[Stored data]

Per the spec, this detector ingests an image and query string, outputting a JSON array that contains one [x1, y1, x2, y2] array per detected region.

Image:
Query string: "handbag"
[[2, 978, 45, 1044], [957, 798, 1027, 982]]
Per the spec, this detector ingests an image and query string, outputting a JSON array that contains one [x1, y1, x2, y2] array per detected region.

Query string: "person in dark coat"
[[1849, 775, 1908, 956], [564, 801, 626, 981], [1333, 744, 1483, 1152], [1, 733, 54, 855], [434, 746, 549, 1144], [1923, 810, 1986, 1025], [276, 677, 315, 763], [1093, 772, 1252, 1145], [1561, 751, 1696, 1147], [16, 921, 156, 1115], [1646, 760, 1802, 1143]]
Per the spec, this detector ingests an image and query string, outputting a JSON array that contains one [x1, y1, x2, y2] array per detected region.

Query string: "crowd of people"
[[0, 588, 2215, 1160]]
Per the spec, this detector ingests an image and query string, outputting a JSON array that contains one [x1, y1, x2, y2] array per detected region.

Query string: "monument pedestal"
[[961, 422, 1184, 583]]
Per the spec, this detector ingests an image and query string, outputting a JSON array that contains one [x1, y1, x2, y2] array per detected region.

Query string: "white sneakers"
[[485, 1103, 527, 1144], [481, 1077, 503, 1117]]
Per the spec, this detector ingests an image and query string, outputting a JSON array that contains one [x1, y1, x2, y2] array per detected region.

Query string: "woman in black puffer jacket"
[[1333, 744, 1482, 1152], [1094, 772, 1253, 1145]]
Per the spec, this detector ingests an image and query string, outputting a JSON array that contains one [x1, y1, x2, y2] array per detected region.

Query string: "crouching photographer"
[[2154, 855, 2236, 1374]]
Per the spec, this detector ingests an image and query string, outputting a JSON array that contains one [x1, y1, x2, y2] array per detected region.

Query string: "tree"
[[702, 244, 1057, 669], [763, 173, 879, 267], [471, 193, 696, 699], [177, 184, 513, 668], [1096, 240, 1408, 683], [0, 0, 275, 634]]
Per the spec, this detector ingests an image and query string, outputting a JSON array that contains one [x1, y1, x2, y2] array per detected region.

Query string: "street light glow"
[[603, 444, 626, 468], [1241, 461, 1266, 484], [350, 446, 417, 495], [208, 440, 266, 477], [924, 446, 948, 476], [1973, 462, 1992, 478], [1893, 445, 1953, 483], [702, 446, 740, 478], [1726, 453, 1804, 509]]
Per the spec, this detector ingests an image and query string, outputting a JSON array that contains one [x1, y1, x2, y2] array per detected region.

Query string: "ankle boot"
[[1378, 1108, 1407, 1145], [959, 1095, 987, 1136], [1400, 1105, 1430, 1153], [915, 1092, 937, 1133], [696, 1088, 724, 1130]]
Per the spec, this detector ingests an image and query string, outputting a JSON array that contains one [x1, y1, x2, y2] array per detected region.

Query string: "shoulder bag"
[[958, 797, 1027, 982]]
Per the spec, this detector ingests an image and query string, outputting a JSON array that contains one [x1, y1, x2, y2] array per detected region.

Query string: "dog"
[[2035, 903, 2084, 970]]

**Exercise aim:**
Word for word, restate all of the records.

**Output of the exercise:**
Per the spec, this detector ingests an image and query string, outputting a JSON array that contains one [x1, y1, x2, y2] array per detected region.

Image:
Query string: "handbag"
[[2, 978, 45, 1044], [957, 798, 1027, 982]]
Per the spec, this detector ingests an image and query string, outputting a JSON array that contains one [x1, y1, x2, y2] array per detected region.

Query string: "person in dark coat"
[[1849, 775, 1908, 956], [564, 801, 626, 981], [1333, 744, 1483, 1152], [1, 733, 54, 855], [434, 746, 549, 1144], [1923, 810, 1986, 1025], [276, 677, 315, 763], [1093, 772, 1252, 1145], [1561, 751, 1696, 1147], [16, 921, 156, 1115], [1646, 760, 1802, 1143]]
Per the spec, this detector ingests an image and query string, outputting a JSON array that contains one [x1, y1, x2, y2] array per detected region.

Query string: "crowd of people"
[[0, 588, 2215, 1160]]
Per the spec, this detector ingests an image and query string, outputting a JSON array that contains one [x1, y1, x2, y2] array per detected region.

Query string: "monument pedestal"
[[961, 422, 1184, 583]]
Per the spec, this detector ingests an image and query string, outputting a JSON array that contains one [x1, y1, x2, y2] array per detected region.

Query string: "white sneakers"
[[485, 1103, 527, 1144], [481, 1077, 503, 1117]]
Per the spec, this detector ingests an image and query string, outputting a JSON array that contains one [x1, y1, x2, y2] array per detected region.

Query string: "woman in black puffer jacket"
[[1333, 744, 1482, 1152], [1094, 772, 1253, 1145]]
Per the spec, this detector ingests an image and query string, outputting a JSON array that contains one [x1, y1, x2, y2] array per detected region.

Query string: "crouching photographer"
[[2154, 855, 2236, 1374]]
Per the spec, this detector ingests an image and query string, outputting a JSON array that contains one [x1, y1, x2, y2] array per detected region.

Query string: "tree"
[[702, 244, 1057, 669], [763, 173, 879, 267], [471, 193, 696, 699], [177, 184, 513, 668], [1096, 240, 1408, 683], [0, 0, 275, 634]]
Per the spec, this detector ingests an image and query string, outputting a JSON array that contains one [x1, y1, x2, y2] array per detected region.

Query string: "street light glow"
[[603, 444, 626, 468], [1241, 461, 1266, 484], [350, 446, 417, 495], [208, 440, 266, 477], [924, 446, 948, 476], [1973, 462, 1992, 478], [1893, 445, 1953, 483], [702, 446, 740, 478], [1726, 453, 1804, 509]]
Per the spec, this detector ingests an image and query string, outputting a JSON array that contains one [x1, y1, x2, y2] array per detected region.

Query string: "ankle boot"
[[1378, 1108, 1407, 1145], [959, 1095, 987, 1136], [1400, 1105, 1430, 1153], [915, 1092, 937, 1133], [696, 1088, 724, 1130]]
Per the spec, this detector ingests an image and query string, outputting a JSON array that contains one [x1, y1, x2, y2] array per detected region.

Query string: "shoulder bag"
[[958, 797, 1027, 982]]
Per the spec, this detector ingests an image and query string, outputting a JSON array that contains one [x1, y1, x2, y2] array per detected region.

Query string: "dog"
[[2035, 903, 2084, 970]]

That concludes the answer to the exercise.